=== What you will do ===
A word-for-word restatement of the listing is the only acceptable answer.

=== Data to process ===
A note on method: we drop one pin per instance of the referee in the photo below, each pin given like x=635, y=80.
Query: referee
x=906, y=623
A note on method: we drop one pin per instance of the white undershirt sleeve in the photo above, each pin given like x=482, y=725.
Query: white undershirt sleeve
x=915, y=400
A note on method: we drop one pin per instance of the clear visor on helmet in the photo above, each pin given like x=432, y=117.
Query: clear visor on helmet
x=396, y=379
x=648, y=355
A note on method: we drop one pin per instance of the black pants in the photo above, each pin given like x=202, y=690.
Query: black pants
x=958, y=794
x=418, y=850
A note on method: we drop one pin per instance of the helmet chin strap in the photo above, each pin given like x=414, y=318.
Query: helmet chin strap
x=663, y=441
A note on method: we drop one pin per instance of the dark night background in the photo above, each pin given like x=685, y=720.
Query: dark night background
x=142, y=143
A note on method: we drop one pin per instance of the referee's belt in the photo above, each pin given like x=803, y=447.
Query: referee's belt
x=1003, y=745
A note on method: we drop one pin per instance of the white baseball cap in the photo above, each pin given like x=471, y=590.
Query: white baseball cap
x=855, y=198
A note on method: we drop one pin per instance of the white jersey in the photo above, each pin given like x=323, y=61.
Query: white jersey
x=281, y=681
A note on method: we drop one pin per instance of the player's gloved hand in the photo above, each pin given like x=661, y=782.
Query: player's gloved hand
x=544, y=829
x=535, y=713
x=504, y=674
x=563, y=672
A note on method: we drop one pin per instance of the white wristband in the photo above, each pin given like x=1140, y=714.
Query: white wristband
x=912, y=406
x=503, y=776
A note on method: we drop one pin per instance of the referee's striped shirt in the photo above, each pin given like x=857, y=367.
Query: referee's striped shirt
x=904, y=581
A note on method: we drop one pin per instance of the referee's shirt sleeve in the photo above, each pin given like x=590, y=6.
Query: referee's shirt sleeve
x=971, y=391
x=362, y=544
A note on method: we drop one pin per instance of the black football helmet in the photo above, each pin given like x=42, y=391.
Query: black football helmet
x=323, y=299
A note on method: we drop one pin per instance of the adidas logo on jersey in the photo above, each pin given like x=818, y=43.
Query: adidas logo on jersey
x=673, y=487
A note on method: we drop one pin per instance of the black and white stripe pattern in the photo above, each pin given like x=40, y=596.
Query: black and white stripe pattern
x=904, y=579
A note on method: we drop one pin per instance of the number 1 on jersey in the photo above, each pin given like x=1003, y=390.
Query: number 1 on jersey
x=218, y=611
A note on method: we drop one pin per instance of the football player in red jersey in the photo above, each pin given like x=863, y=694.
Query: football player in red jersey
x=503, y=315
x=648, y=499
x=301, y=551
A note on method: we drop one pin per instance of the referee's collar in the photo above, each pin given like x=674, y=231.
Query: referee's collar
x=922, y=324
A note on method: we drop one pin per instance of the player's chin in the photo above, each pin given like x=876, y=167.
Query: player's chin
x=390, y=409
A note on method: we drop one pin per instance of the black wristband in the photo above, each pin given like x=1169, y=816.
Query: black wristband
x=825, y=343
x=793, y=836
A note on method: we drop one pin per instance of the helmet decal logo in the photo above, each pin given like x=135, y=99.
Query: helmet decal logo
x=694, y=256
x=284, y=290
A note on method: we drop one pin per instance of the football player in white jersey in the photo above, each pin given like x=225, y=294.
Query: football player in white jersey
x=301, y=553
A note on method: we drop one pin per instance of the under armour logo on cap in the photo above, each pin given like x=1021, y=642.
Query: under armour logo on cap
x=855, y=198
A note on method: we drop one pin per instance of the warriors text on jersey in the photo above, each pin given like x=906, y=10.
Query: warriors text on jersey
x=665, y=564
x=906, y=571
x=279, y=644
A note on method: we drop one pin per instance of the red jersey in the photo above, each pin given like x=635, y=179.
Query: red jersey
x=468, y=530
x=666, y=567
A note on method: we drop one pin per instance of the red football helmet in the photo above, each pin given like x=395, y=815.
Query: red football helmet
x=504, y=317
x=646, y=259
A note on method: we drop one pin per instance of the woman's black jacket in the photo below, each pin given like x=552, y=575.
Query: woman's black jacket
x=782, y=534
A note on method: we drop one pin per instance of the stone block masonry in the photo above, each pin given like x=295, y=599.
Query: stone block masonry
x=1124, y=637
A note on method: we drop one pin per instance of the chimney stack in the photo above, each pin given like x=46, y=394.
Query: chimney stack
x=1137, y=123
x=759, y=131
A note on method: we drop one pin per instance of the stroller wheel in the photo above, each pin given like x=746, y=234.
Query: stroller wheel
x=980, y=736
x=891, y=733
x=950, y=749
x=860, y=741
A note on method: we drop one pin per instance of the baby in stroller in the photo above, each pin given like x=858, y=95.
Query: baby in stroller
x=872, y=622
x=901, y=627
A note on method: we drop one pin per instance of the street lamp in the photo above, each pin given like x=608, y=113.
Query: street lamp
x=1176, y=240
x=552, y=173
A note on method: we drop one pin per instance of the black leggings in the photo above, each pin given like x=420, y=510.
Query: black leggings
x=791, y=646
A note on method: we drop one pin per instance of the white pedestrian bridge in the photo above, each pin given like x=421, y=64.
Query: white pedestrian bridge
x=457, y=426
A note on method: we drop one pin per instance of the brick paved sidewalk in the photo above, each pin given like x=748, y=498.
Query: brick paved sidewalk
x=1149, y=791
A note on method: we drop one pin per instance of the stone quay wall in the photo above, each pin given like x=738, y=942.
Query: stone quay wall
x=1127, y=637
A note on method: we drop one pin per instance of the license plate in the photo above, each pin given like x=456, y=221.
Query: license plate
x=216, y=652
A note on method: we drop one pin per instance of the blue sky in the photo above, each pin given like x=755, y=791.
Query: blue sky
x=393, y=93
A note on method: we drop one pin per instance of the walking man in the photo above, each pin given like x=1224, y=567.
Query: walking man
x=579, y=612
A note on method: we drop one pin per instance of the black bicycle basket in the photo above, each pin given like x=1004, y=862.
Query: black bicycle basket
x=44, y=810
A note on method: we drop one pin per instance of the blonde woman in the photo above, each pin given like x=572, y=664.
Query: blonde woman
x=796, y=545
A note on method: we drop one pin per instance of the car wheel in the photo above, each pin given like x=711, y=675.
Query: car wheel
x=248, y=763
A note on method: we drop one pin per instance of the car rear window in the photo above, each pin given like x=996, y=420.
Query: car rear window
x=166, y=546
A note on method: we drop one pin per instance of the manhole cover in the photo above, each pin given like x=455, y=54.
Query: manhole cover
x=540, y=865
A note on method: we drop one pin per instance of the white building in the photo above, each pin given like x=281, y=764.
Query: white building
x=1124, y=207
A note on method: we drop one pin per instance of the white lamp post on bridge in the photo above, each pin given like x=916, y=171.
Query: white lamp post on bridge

=== Exercise solution ===
A note on method: we drop one pin per instance of the referee in the photo below, each pin given like x=635, y=80.
Query: referee
x=906, y=623
A note on method: we drop one pin per instance of the white undershirt sleeve in the photo above, each pin given like x=482, y=725.
Query: white undershirt sleeve
x=915, y=400
A note on method: we drop one pin per instance of the clear visor on helmet in the photo above, each pin given like x=432, y=117.
Query: clear visor on helmet
x=396, y=379
x=648, y=355
A note on method: we drop one pin per instance of the black pants in the photo above, each pin given like x=202, y=690.
Query: black pants
x=958, y=794
x=418, y=850
A note on method: we drop one pin per instance of the helmet chin strap in the photo above, each pin given like x=414, y=318.
Query: helmet chin strap
x=663, y=441
A note on method: we drop one pin per instance of the dark night background in the photo above, each pin given like x=685, y=720.
Query: dark night background
x=142, y=143
A note on method: we drop one pin per instance of the referee's belt in the photo above, each pin given like x=803, y=447.
Query: referee's belt
x=1003, y=745
A note on method: we drop one pin per instance of the white baseball cap in the photo above, each pin given like x=471, y=590.
Query: white baseball cap
x=855, y=198
A note on method: we drop one pin per instance of the white jersey in the photo above, each pin given like x=323, y=61.
Query: white jersey
x=281, y=681
A note on method: we drop one pin per instance of the player's gloved hand in the photo above, each pin given like x=661, y=782.
Query: player's gloved hand
x=544, y=829
x=535, y=713
x=504, y=674
x=563, y=672
A note on method: we drop one pin per instance of the white wristband in the photo above, each pin given like x=1140, y=714.
Query: white wristband
x=912, y=406
x=503, y=776
A note on method: we drop one pin per instance of the referee's striped shirt in the photo above, each pin given like x=857, y=367.
Query: referee's striped shirt
x=904, y=581
A note on method: we drop one pin per instance of the referee's shirt sleeve in the photo above, each pin given like x=590, y=6.
Query: referee's shirt sleeve
x=971, y=391
x=362, y=544
A note on method: we drop one pin per instance of the black football helmet in the photo above, each pin given like x=42, y=391.
Query: black football helmet
x=323, y=299
A note on method: we drop one pin per instance of the adidas logo on jersey in the photo above, each pin given like x=818, y=43.
Query: adidas logo on jersey
x=673, y=487
A note on method: we drop one pin per instance of the black and white stripe pattern in the photo above, each pin given like x=40, y=596.
Query: black and white stripe pattern
x=904, y=579
A note on method: we drop one pin per instance of the number 1 on jersey in the photo above, each pin given like x=1003, y=390.
Query: number 1 on jersey
x=218, y=611
A note on method: we drop one pin per instance of the football player in red jersey in the photo above, each pin given like x=863, y=694.
Query: football player in red jersey
x=503, y=315
x=648, y=499
x=301, y=551
A note on method: we drop one pin per instance of the referee's collar in the photo above, each pin given like x=674, y=231.
Query: referee's collar
x=922, y=324
A note on method: we drop one pin per instance of the player's chin in the photo above, each pin given like x=876, y=167.
Query: player's chin
x=390, y=409
A note on method: we drop one pin per instance of the black wristband in the photo above, each pin given like x=1169, y=816.
Query: black wristband
x=825, y=343
x=793, y=836
A note on method: we drop one pin per instance of the helmet decal logo in the photo above, each pin given like x=135, y=99.
Query: helmet decal logo
x=694, y=256
x=284, y=290
A note on method: we drop one pin per instance of the football player in white jersey in the photo above, each pin given like x=225, y=294.
Query: football player in white jersey
x=301, y=553
A note on method: we drop one pin per instance of the under armour logo on cap in the photo above, each pin given like x=1021, y=642.
Query: under armour logo on cap
x=855, y=198
A note on method: we drop one pin per instance of the warriors text on jersey in the photo above, each pin given like x=906, y=10.
Query: warriors text on jersey
x=665, y=564
x=906, y=571
x=279, y=644
A note on method: we drop one pin per instance of the red jersey in the photo above, each pin given like x=635, y=179.
Query: red jersey
x=468, y=530
x=666, y=567
A note on method: we drop one pin per instance of the red football helmet in the photo above, each pin given like x=395, y=815.
Query: red football helmet
x=504, y=317
x=646, y=259
A note on method: we drop one pin per instance of the woman's black jacket in the photo below, each pin given like x=552, y=575.
Query: woman's black jacket
x=782, y=534
A note on method: we drop one pin per instance of the stone block masonry in the photo above, each pin given like x=295, y=599.
Query: stone block masonry
x=1124, y=637
A note on method: we drop one pin per instance of the chimney stack in the photo above, each pin given like x=46, y=394.
Query: chimney stack
x=1137, y=123
x=759, y=131
A note on method: we drop one pin per instance of the stroller wheel in the photo above, each pin given like x=746, y=234.
Query: stroller wheel
x=980, y=736
x=891, y=733
x=950, y=749
x=860, y=741
A note on method: we drop one pin per instance of the baby in stroller in the photo above, each pin given like x=858, y=95.
Query: baby in stroller
x=872, y=622
x=901, y=627
A note on method: we drop one pin per instance of the street lamp in the photo above, each pin given like x=608, y=113.
Query: street lamp
x=1176, y=240
x=552, y=173
A note on method: we drop one pin per instance of the black leggings in the photo above, each pin given like x=420, y=510.
Query: black leggings
x=791, y=646
A note on method: we drop one pin per instance of the white pedestrian bridge in the photo above, each pin given like x=421, y=64.
Query: white pedestrian bridge
x=457, y=426
A note on method: we drop one pin per instance of the brick paved sidewalk in the photo above, each pin given like x=748, y=498.
Query: brick paved sidewalk
x=1149, y=791
A note on method: we drop one pin per instance of the stone quay wall in the photo above, each pin given like x=738, y=942.
Query: stone quay wall
x=1127, y=637
A note on method: we drop one pin per instance of the license plate in the photo above, each pin given like x=456, y=221.
Query: license plate
x=216, y=652
A note on method: we drop one pin per instance of the blue sky in the photo above, each pin given like x=755, y=791.
Query: blue sky
x=393, y=93
A note on method: we drop one pin per instance of the walking man in the photo above, each pin given like x=1224, y=567.
Query: walking man
x=579, y=612
A note on method: we drop one pin per instance of the black bicycle basket in the photo above, each pin given like x=1004, y=862.
Query: black bicycle basket
x=44, y=810
A note on method: we drop one pin per instance of the blonde woman in the photo above, each pin given like x=572, y=664.
Query: blonde woman
x=796, y=545
A note on method: we drop one pin per instance of the car wheel in the photo above, each pin given like x=711, y=675.
Query: car wheel
x=248, y=763
A note on method: we drop one pin per instance of the car rear window in the photo above, each pin given like x=996, y=420.
Query: car rear window
x=166, y=546
A note on method: we drop one pin per instance of the manhole cover in the photo above, each pin given like x=455, y=54.
Query: manhole cover
x=540, y=865
A note on method: we drop one pin per instance of the white building in the photo above, each pin given like x=281, y=764.
Query: white building
x=1124, y=207
A note on method: we drop one pin per instance of the white lamp post on bridge in the photo above, each pin given like x=916, y=171.
Query: white lamp post on bridge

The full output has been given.